Data for analysis:
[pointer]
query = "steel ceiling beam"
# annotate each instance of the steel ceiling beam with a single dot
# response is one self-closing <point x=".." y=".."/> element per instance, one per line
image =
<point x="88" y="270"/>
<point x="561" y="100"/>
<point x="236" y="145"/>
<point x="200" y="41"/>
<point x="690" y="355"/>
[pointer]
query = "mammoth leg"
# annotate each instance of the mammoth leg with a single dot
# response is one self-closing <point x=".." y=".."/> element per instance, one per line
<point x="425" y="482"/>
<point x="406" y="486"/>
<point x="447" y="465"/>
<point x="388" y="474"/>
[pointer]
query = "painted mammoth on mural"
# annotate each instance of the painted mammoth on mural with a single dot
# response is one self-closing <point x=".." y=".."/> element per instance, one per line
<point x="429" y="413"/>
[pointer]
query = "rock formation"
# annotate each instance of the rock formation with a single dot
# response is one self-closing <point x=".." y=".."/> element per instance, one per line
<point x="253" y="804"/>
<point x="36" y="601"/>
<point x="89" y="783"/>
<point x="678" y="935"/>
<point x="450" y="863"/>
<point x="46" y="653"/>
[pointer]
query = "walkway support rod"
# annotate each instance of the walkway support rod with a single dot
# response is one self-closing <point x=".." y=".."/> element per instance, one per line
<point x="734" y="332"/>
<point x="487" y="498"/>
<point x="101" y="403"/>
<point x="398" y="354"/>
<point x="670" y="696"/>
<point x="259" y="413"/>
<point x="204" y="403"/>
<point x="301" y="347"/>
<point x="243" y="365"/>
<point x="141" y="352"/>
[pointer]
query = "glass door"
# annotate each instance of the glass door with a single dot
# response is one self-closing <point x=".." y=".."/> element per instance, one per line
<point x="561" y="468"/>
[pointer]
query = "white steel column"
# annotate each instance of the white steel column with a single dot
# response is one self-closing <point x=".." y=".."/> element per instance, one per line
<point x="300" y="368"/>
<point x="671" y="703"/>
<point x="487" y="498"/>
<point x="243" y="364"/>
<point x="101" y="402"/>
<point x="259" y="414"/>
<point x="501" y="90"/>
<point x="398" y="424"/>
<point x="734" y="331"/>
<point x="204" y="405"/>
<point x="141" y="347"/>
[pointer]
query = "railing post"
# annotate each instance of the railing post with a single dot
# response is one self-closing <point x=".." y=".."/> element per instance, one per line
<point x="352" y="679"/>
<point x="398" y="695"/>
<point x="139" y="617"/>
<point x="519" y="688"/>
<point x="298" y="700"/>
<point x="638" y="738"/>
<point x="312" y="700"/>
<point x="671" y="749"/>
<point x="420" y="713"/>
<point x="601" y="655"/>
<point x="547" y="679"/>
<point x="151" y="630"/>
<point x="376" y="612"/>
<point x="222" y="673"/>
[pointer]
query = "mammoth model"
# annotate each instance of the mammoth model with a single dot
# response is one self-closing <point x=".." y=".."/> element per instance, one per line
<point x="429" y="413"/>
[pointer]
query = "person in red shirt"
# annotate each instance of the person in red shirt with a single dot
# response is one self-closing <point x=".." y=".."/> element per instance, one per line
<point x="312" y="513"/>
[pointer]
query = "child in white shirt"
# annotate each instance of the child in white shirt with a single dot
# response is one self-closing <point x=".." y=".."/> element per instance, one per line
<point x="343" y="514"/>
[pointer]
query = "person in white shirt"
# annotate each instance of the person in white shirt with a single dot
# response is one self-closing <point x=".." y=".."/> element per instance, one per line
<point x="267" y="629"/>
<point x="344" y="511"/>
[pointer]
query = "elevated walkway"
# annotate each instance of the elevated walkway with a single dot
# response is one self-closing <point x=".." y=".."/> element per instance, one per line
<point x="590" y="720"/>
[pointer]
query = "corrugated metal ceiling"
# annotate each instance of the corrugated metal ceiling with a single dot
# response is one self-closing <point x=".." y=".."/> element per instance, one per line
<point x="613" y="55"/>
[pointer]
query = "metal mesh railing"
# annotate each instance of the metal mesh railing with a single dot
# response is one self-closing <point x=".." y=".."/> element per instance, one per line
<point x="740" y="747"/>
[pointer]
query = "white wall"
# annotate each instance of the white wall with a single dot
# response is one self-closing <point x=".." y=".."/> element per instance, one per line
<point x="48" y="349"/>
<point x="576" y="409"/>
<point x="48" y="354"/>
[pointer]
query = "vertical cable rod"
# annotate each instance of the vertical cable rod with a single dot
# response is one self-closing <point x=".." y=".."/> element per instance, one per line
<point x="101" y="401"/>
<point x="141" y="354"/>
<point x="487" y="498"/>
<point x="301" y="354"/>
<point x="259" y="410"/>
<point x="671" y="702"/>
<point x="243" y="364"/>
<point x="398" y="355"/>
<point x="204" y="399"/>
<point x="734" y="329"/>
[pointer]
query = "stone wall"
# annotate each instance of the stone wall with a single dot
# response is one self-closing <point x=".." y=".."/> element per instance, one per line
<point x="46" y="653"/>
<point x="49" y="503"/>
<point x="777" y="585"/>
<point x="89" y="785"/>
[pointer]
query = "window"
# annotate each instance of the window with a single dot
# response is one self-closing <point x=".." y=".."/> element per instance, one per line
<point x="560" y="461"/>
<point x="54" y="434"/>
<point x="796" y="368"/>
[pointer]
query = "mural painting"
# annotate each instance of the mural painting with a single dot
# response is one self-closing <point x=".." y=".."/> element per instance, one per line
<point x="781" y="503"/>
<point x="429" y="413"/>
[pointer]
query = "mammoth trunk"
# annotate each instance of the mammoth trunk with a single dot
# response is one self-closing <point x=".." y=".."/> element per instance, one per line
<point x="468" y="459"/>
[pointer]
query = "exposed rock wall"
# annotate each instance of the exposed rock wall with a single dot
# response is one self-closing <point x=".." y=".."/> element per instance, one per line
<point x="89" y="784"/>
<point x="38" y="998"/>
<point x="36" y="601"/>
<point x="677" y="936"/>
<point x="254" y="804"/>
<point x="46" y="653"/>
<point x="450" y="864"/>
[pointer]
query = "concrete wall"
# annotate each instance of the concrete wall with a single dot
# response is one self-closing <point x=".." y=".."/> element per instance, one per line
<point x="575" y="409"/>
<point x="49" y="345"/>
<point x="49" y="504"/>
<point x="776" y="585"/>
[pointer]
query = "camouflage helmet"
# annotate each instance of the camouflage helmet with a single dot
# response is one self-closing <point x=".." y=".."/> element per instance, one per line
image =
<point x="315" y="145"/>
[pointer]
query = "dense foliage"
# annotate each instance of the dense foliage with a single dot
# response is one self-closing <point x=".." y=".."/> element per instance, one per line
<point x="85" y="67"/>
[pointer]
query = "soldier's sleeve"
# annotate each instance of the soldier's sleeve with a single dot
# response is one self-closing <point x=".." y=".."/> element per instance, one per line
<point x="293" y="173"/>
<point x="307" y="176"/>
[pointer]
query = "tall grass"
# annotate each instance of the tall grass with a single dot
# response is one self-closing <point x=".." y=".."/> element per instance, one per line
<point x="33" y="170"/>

What to work on: The data above needs to be given again exactly, with no line left out.

Answer to this task:
[pointer]
query = "steel ceiling beam"
# annotate each instance of the steel ceiling beam with a single dot
# response is one self-closing <point x=".." y=".."/> element per instance, one per line
image =
<point x="88" y="270"/>
<point x="561" y="100"/>
<point x="236" y="145"/>
<point x="200" y="41"/>
<point x="690" y="355"/>
[pointer]
query = "mammoth leg"
# annotate each instance of the mammoth leg with a single dot
# response is one self-closing <point x=".." y=".."/> element per instance, one per line
<point x="425" y="482"/>
<point x="406" y="486"/>
<point x="447" y="465"/>
<point x="388" y="474"/>
[pointer]
query = "painted mammoth on mural"
# annotate each instance of the painted mammoth on mural with a single dot
# response is one self-closing <point x=".." y=".."/> element per instance, one per line
<point x="429" y="413"/>
[pointer]
query = "rock formation"
# annotate each instance of the rock formation with a single dot
# response is one self-closing <point x=".." y=".."/> element per instance, one per line
<point x="253" y="804"/>
<point x="36" y="601"/>
<point x="89" y="783"/>
<point x="678" y="935"/>
<point x="450" y="863"/>
<point x="46" y="653"/>
[pointer]
query = "walkway support rod"
# annotate each instance of the walkway support rod with a single dot
# response is one self-closing <point x=".." y=".."/> element per instance, one per line
<point x="734" y="332"/>
<point x="487" y="498"/>
<point x="101" y="403"/>
<point x="398" y="354"/>
<point x="670" y="696"/>
<point x="259" y="413"/>
<point x="204" y="403"/>
<point x="301" y="347"/>
<point x="243" y="365"/>
<point x="141" y="352"/>
[pointer]
query = "glass door"
# annotate each instance of the glass door with a single dot
# response is one self-closing <point x=".." y=".."/> element per instance, one per line
<point x="561" y="468"/>
[pointer]
query = "white steel column"
# annotate each instance of the white steel column with a single dot
# response is one self-closing <point x=".." y=".."/> element per instance, one per line
<point x="300" y="368"/>
<point x="671" y="703"/>
<point x="487" y="498"/>
<point x="243" y="364"/>
<point x="101" y="402"/>
<point x="259" y="414"/>
<point x="501" y="90"/>
<point x="398" y="424"/>
<point x="734" y="331"/>
<point x="204" y="405"/>
<point x="141" y="347"/>
[pointer]
query = "railing post"
# annotate each instance of the railing post with a single dot
# response is one self-closing <point x=".." y=".."/> element per instance, one per line
<point x="352" y="679"/>
<point x="398" y="695"/>
<point x="139" y="617"/>
<point x="519" y="688"/>
<point x="298" y="700"/>
<point x="638" y="738"/>
<point x="312" y="700"/>
<point x="671" y="749"/>
<point x="420" y="713"/>
<point x="601" y="655"/>
<point x="547" y="679"/>
<point x="151" y="630"/>
<point x="376" y="612"/>
<point x="222" y="673"/>
[pointer]
query = "mammoth model"
# annotate each instance of the mammoth model with a single dot
# response is one self-closing <point x=".." y=".."/> element per instance, one per line
<point x="429" y="413"/>
[pointer]
query = "person in red shirt"
# annotate each instance of the person in red shirt with a single dot
# response is one self-closing <point x=".." y=".."/> element per instance, one per line
<point x="312" y="513"/>
[pointer]
query = "child in white shirt"
# annotate each instance of the child in white shirt with a single dot
# response is one self-closing <point x=".." y=".."/> element per instance, one per line
<point x="343" y="514"/>
[pointer]
query = "person in white shirt"
# annotate each instance of the person in white shirt with a single dot
# response is one self-closing <point x=".." y=".."/> element per instance, one per line
<point x="267" y="629"/>
<point x="344" y="511"/>
[pointer]
query = "elevated walkway"
# annotate each instance of the elevated walkway with a single dot
# response is one self-closing <point x=".." y=".."/> element per instance, one per line
<point x="590" y="720"/>
[pointer]
query = "corrugated metal ceiling"
# annotate each instance of the corrugated metal ceiling with a single dot
# response is one self-closing <point x=".." y=".."/> element per instance, one per line
<point x="613" y="55"/>
[pointer]
query = "metal mesh railing"
# annotate each instance of the metal mesh railing with a single dot
# response is one self-closing <point x=".." y=".."/> element per instance, one per line
<point x="740" y="747"/>
[pointer]
query = "white wall"
# annotate each instance of the white wall with a single dot
# response is one self-closing <point x=".." y=".."/> element per instance, one per line
<point x="48" y="349"/>
<point x="576" y="409"/>
<point x="48" y="354"/>
[pointer]
query = "vertical cable rod"
# annotate each instance of the vertical cable rod with a single dot
# response is one self-closing <point x=".." y=".."/> element per instance, one per line
<point x="101" y="401"/>
<point x="141" y="354"/>
<point x="487" y="498"/>
<point x="301" y="354"/>
<point x="259" y="410"/>
<point x="671" y="702"/>
<point x="243" y="364"/>
<point x="398" y="355"/>
<point x="204" y="399"/>
<point x="734" y="329"/>
[pointer]
query = "stone wall"
# annotate each instance of the stone wall with a single dot
# response is one self-closing <point x=".." y=".."/> element per instance, one per line
<point x="46" y="653"/>
<point x="49" y="503"/>
<point x="777" y="585"/>
<point x="89" y="785"/>
[pointer]
query = "window"
# annotate each instance of the window with a single dot
# response is one self-closing <point x=".." y=".."/> element per instance, one per line
<point x="560" y="461"/>
<point x="54" y="434"/>
<point x="796" y="368"/>
[pointer]
query = "mural painting"
# annotate each instance of the mural painting with a single dot
# response is one self-closing <point x=".." y=".."/> element per instance, one per line
<point x="781" y="503"/>
<point x="429" y="413"/>
[pointer]
query = "mammoth trunk"
# annotate each instance of the mammoth trunk with a single dot
# response is one self-closing <point x=".." y=".."/> element per instance, one per line
<point x="468" y="459"/>
[pointer]
query = "exposed rock wall"
# annotate each instance of the exposed rock wall with a single dot
# response is one self-closing <point x=".." y=".."/> element per instance, one per line
<point x="89" y="784"/>
<point x="38" y="998"/>
<point x="36" y="601"/>
<point x="677" y="936"/>
<point x="254" y="804"/>
<point x="46" y="653"/>
<point x="450" y="864"/>
[pointer]
query = "concrete wall"
# annotate each instance of the concrete wall with a single dot
# response is one self-closing <point x=".." y=".."/> element per instance, one per line
<point x="575" y="409"/>
<point x="49" y="345"/>
<point x="49" y="504"/>
<point x="776" y="585"/>
[pointer]
query = "camouflage helmet"
# annotate each instance of the camouflage helmet with a single dot
# response is one self-closing <point x=".." y=".."/> element per instance, one per line
image =
<point x="315" y="145"/>
[pointer]
query = "dense foliage"
# annotate each instance of the dense foliage with a single dot
# response is one self-closing <point x=".." y=".."/> element per instance, one per line
<point x="85" y="67"/>
[pointer]
query = "soldier's sleeve"
# annotate each instance of the soldier's sleeve with a single dot
# response is one self-closing <point x=".." y=".."/> element per instance, one per line
<point x="293" y="173"/>
<point x="307" y="176"/>
[pointer]
query = "tall grass"
# annotate each instance of the tall grass with a single dot
# response is one self-closing <point x=".." y=".."/> element per instance, one per line
<point x="33" y="170"/>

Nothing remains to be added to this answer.